(Data extract Opens)

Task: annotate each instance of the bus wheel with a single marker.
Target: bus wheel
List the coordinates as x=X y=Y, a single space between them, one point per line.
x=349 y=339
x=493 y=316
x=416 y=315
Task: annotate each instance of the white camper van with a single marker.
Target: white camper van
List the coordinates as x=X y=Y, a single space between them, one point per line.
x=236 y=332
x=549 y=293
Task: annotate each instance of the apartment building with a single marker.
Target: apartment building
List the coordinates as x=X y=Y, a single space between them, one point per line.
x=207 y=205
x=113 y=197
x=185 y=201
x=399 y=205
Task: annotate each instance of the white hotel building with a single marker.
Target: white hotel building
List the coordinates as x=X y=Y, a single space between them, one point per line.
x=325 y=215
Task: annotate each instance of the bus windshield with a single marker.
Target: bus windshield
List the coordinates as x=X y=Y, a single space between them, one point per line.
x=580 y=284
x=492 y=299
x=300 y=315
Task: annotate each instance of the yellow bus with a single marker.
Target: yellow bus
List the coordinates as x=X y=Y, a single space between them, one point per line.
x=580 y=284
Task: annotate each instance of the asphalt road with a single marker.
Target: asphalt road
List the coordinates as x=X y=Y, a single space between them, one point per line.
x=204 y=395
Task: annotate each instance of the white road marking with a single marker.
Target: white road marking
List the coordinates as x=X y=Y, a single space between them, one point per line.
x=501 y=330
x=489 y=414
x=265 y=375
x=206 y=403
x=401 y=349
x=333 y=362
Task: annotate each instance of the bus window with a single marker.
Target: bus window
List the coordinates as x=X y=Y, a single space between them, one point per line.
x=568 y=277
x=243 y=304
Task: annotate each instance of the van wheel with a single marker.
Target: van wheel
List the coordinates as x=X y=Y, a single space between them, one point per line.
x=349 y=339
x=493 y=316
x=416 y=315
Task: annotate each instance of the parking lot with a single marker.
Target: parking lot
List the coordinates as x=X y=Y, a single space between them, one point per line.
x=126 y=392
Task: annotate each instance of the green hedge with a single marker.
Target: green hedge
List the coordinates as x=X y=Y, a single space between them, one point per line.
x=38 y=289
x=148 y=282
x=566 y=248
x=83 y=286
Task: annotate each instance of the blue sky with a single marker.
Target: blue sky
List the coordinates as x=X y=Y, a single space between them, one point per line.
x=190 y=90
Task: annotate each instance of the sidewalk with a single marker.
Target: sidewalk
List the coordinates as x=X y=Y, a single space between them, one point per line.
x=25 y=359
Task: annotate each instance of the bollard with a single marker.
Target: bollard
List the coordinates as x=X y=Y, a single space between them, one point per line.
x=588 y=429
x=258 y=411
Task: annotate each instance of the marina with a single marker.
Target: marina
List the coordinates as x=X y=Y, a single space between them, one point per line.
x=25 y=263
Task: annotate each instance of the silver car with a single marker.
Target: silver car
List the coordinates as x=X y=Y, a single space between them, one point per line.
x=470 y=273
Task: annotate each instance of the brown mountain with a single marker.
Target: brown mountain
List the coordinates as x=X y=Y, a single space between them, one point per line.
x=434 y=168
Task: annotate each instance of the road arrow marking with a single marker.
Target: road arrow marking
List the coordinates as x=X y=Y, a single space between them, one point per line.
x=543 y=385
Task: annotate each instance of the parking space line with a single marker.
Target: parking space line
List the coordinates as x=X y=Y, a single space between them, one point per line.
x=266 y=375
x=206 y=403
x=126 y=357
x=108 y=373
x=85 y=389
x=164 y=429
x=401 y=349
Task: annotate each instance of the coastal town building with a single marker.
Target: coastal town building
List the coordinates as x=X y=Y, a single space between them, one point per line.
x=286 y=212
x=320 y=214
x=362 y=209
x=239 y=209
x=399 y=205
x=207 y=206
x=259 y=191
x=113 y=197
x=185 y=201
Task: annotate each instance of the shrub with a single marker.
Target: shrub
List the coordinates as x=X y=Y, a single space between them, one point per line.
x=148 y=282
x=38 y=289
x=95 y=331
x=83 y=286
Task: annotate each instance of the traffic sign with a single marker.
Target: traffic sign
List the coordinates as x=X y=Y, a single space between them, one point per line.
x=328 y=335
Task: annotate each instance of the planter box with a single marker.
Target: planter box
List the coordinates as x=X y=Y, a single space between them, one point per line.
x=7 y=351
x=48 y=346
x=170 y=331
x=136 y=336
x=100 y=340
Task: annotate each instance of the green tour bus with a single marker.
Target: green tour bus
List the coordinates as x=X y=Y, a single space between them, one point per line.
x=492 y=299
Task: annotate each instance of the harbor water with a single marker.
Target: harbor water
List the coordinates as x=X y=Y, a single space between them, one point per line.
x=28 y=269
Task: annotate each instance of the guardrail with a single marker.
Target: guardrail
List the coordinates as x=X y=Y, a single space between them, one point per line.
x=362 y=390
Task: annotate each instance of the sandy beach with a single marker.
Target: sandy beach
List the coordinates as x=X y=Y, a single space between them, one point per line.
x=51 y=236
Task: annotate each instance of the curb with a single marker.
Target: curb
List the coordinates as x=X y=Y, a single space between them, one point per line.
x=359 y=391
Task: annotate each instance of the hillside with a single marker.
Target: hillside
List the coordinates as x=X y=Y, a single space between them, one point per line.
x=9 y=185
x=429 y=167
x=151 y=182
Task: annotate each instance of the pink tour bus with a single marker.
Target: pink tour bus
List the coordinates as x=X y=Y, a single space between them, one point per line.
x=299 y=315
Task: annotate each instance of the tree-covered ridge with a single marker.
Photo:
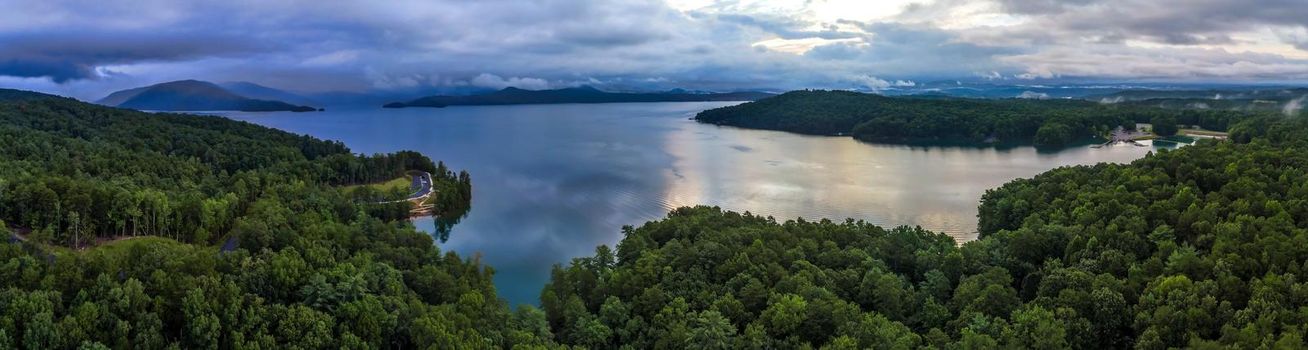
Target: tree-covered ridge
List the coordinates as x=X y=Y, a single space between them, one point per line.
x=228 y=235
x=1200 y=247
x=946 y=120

(Data extract Closes)
(Data extract Opens)

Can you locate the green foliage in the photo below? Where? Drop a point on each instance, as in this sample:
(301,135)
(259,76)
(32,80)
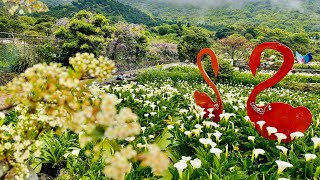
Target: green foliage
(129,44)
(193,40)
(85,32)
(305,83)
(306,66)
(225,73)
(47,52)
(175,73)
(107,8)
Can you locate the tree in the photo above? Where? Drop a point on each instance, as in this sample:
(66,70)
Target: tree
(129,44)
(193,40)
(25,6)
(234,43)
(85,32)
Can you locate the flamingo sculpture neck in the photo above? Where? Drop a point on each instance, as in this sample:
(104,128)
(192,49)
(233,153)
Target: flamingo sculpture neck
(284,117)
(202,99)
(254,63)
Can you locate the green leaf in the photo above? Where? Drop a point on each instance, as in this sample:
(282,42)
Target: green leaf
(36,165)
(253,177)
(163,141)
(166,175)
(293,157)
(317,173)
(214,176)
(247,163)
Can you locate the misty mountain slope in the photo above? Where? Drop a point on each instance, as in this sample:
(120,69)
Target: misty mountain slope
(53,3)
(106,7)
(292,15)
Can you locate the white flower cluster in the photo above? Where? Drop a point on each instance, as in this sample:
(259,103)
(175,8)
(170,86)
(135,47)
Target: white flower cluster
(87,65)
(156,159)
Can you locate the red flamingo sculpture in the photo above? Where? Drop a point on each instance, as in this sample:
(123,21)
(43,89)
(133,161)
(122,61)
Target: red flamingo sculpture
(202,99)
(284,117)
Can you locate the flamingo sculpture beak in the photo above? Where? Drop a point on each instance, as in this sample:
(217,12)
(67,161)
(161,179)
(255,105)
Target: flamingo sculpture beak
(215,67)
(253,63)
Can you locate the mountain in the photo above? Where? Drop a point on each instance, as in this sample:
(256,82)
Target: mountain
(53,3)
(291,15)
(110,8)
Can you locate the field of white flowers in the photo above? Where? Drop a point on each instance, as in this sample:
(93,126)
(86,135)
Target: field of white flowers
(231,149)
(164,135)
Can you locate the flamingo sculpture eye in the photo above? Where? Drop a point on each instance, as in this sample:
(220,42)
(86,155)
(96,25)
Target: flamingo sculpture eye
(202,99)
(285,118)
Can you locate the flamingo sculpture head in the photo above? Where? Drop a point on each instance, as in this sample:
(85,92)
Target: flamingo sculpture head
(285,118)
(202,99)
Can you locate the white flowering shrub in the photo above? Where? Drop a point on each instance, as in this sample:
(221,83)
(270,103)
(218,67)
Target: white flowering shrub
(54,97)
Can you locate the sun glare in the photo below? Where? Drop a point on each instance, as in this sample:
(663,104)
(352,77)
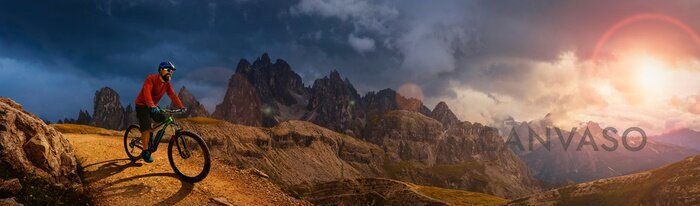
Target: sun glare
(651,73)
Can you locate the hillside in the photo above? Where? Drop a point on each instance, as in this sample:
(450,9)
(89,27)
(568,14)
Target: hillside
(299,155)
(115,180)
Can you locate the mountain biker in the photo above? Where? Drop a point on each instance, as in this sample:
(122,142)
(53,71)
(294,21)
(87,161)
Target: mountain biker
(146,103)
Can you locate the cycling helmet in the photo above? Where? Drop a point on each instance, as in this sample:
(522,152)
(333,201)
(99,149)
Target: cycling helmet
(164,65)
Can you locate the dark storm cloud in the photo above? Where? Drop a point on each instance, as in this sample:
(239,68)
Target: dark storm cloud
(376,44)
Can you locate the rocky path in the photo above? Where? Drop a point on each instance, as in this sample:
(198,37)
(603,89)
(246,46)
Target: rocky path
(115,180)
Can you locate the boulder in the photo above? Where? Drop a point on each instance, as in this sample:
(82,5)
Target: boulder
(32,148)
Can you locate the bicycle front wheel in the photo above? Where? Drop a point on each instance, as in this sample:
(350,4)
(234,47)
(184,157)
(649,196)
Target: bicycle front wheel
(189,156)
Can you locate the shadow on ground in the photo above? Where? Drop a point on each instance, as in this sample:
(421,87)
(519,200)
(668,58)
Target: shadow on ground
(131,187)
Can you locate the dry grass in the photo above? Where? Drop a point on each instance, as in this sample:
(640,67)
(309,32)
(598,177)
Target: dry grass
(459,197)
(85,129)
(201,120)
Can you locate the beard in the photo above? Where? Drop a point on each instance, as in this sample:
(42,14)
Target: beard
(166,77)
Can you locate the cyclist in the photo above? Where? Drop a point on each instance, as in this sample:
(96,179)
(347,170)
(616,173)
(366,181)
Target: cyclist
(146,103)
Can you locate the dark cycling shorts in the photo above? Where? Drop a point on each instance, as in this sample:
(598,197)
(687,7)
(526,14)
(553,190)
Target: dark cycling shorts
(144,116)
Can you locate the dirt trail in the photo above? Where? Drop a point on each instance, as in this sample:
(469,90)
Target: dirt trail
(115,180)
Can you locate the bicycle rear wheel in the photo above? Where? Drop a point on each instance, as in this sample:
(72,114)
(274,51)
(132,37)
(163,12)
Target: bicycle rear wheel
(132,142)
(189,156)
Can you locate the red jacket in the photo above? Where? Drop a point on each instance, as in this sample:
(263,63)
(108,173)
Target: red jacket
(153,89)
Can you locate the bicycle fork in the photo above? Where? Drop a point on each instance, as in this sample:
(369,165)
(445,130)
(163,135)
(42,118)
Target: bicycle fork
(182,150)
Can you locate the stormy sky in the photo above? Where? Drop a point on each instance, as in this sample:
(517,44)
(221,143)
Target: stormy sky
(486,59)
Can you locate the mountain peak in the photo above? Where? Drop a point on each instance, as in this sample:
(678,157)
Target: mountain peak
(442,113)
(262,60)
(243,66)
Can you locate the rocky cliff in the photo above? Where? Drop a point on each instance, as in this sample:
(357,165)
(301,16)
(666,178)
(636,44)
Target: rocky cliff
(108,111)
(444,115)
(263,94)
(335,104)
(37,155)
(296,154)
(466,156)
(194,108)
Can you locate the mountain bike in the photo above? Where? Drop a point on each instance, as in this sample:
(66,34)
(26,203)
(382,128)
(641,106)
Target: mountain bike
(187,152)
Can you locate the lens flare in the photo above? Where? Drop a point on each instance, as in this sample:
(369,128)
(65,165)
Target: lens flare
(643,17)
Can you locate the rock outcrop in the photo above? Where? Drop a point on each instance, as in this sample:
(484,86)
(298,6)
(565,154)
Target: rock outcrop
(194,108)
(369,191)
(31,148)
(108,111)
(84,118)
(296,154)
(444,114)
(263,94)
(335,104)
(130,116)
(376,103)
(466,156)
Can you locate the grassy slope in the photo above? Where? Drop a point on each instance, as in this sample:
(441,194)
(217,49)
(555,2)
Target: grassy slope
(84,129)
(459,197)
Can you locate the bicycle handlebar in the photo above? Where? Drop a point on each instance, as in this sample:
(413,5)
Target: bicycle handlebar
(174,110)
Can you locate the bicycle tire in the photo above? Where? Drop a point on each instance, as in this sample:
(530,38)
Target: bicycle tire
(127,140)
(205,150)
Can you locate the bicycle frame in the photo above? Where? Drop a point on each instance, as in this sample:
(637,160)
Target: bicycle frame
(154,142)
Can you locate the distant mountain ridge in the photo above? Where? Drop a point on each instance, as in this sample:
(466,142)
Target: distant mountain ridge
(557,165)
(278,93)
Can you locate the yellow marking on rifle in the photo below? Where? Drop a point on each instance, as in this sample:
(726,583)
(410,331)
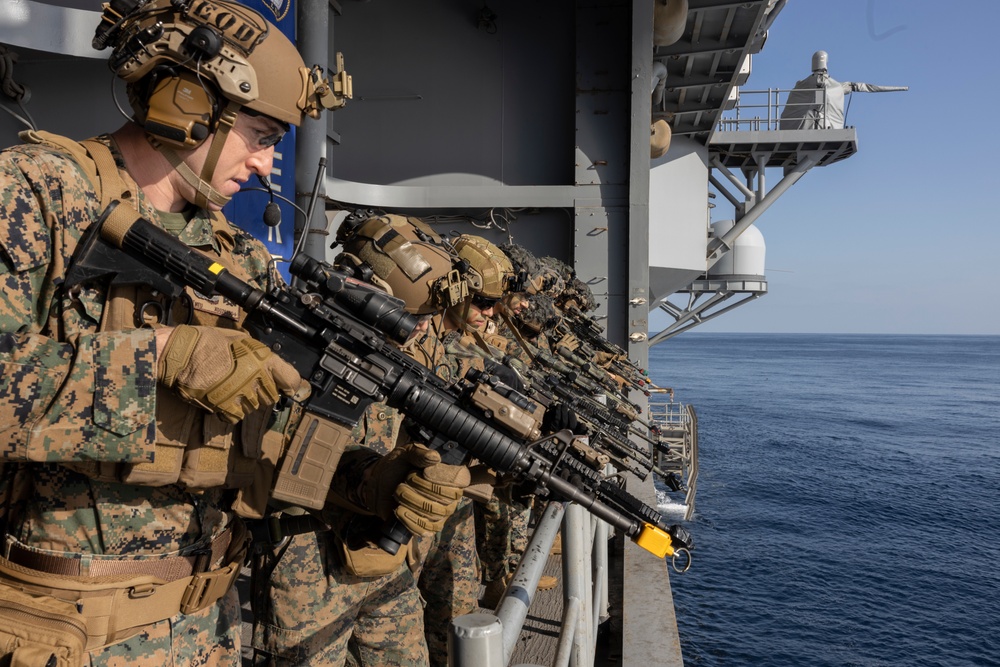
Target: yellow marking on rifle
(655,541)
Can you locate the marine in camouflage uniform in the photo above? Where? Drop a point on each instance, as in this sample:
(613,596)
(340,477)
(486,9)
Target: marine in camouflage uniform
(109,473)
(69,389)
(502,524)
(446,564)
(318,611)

(Data extract Closes)

__Task__: Find all lines holding the word "sandy" in the records above and copy them.

__Answer below__:
Task: annotate each instance of the sandy beach with a single marker.
Target: sandy beach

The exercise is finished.